- _What needs to be done_
From the line with "--target=blue sky" through the final line, please write out the listing exactly, including both of those lines.

- _Source records_
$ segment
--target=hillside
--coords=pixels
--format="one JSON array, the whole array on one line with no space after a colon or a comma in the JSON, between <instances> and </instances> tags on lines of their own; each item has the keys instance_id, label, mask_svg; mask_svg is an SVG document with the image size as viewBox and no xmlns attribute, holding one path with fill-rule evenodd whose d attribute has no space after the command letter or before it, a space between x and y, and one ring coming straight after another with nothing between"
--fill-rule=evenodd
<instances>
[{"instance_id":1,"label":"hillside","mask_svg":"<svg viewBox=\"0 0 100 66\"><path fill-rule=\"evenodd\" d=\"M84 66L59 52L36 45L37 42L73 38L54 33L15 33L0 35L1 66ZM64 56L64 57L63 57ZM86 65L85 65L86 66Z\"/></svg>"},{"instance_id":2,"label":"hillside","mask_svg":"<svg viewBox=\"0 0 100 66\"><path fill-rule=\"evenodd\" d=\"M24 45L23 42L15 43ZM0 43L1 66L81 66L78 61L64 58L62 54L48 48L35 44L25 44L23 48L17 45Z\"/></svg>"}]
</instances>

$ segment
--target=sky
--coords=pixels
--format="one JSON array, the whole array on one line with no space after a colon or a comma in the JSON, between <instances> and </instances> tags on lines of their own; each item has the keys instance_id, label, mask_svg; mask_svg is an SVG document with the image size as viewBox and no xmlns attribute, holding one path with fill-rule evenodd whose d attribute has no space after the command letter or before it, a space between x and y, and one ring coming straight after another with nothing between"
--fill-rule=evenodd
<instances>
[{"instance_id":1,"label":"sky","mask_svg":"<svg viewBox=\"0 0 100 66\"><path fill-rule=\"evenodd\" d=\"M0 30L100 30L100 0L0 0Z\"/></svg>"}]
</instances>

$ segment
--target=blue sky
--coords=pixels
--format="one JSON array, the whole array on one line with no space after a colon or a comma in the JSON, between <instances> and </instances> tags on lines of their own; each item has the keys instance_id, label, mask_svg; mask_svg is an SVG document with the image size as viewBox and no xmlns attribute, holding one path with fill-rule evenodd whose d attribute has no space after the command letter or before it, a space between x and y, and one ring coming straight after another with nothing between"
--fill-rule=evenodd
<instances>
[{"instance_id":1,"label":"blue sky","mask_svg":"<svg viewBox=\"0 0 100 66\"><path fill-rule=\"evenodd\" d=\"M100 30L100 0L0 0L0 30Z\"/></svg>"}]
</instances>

- _Exercise response_
--target=blue sky
--coords=pixels
--format="one JSON array, the whole array on one line with no space after a colon or a comma in the JSON, between <instances> and </instances> tags on lines of their own; each item has the keys instance_id, label, mask_svg; mask_svg is an SVG document with the image size as viewBox and no xmlns attribute, holding one path with fill-rule evenodd whose d attribute has no space after the command letter or before it, a space between x and y, and one ring coming straight after another with nothing between"
--fill-rule=evenodd
<instances>
[{"instance_id":1,"label":"blue sky","mask_svg":"<svg viewBox=\"0 0 100 66\"><path fill-rule=\"evenodd\" d=\"M100 30L100 0L0 0L0 30Z\"/></svg>"}]
</instances>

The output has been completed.